# [Given instruction 1]
Reproduce the case summary of Fire Insurance Exchange v. Watts Regulator Co. word for word, in full.

# [Page excerpt]
Fire Insurance Exchange v. Watts Regulator Co.
2:17-cv-02132
C.D. Cal.May 2, 2017Background
- Plaintiff Fire Insurance Exchange (an unincorporated reciprocal insurance exchange) indicated it may move to remand, asserting its citizenship is the citizenship of each of its members.
- Defendant Watts Regulator Co. challenged the consistency of Fire Insurance’s positions about its citizenship and urged the Court to examine jurisdiction.
- The case was removed to federal court; the Court must determine whether it has diversity jurisdiction under 28 U.S.C. § 1332 (complete diversity and $75,000 amount-in-controversy requirement).
- The parties filed a Rule 26(f) Joint Report in which Fire Insurance announced intent to seek remand; Watts raised concerns prompting the Court to review subject-matter jurisdiction sua sponte.
- The Court summarized governing principles: individual domicile rules, corporate citizenship rules, and that unincorporated entities (including LLCs and partnerships) assume the citizenship of their members.
- Because numerous courts have held reciprocal insurance exchanges are unincorporated associations whose citizenship is that of their subscribers/members, the Court ordered the parties to show cause why the action should not be remanded for lack of subject-matter jurisdiction.

# [Given instruction 2]
Find every line in the rows below that contains the string "wooden" and copy each of those lines. Case counts.

# [Data excerpts]
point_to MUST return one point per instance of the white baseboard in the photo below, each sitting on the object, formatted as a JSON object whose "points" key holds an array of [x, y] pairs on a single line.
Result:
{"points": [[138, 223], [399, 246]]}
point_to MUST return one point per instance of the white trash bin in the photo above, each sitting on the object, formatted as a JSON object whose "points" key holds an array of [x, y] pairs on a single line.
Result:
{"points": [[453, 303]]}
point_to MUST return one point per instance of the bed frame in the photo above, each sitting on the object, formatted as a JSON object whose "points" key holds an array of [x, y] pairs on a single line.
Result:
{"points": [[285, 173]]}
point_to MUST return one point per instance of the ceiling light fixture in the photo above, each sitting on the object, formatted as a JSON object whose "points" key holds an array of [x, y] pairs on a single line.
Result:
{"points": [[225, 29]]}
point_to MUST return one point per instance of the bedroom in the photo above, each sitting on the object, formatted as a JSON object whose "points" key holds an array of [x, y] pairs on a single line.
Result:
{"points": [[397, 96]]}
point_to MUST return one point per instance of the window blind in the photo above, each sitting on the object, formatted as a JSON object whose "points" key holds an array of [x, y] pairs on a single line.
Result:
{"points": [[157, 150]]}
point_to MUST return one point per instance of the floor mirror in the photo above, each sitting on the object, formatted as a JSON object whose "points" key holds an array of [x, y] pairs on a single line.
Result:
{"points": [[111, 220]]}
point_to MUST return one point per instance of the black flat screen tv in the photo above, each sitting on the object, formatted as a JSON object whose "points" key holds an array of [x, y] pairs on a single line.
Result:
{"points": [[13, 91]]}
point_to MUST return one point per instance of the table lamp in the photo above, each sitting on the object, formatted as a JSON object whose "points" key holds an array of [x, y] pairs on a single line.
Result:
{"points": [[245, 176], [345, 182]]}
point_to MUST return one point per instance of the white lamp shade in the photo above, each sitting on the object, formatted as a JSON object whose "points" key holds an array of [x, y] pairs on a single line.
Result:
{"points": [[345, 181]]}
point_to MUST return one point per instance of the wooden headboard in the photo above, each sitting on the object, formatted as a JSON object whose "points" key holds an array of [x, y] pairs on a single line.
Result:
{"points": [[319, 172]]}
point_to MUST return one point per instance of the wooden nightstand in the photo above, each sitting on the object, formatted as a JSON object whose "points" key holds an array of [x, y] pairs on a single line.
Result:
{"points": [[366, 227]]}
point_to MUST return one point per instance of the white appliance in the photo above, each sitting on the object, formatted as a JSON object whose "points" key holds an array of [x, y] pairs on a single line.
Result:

# [Worked answer 1]
Fire Insurance Exchange v. Watts Regulator Co.
2:17-cv-02132
C.D. Cal.May 2, 2017Background
- Plaintiff Fire Insurance Exchange (an unincorporated reciprocal insurance exchange) indicated it may move to remand, asserting its citizenship is the citizenship of each of its members.
- Defendant Watts Regulator Co. challenged the consistency of Fire Insurance’s positions about its citizenship and urged the Court to examine jurisdiction.
- The case was removed to federal court; the Court must determine whether it has diversity jurisdiction under 28 U.S.C. § 1332 (complete diversity and $75,000 amount-in-controversy requirement).
- The parties filed a Rule 26(f) Joint Report in which Fire Insurance announced intent to seek remand; Watts raised concerns prompting the Court to review subject-matter jurisdiction sua sponte.
- The Court summarized governing principles: individual domicile rules, corporate citizenship rules, and that unincorporated entities (including LLCs and partnerships) assume the citizenship of their members.
- Because numerous courts have held reciprocal insurance exchanges are unincorporated associations whose citizenship is that of their subscribers/members, the Court ordered the parties to show cause why the action should not be remanded for lack of subject-matter jurisdiction.

# [Worked answer 2]
point_to MUST return one point per instance of the wooden headboard in the photo above, each sitting on the object, formatted as a JSON object whose "points" key holds an array of [x, y] pairs on a single line.
point_to MUST return one point per instance of the wooden nightstand in the photo above, each sitting on the object, formatted as a JSON object whose "points" key holds an array of [x, y] pairs on a single line.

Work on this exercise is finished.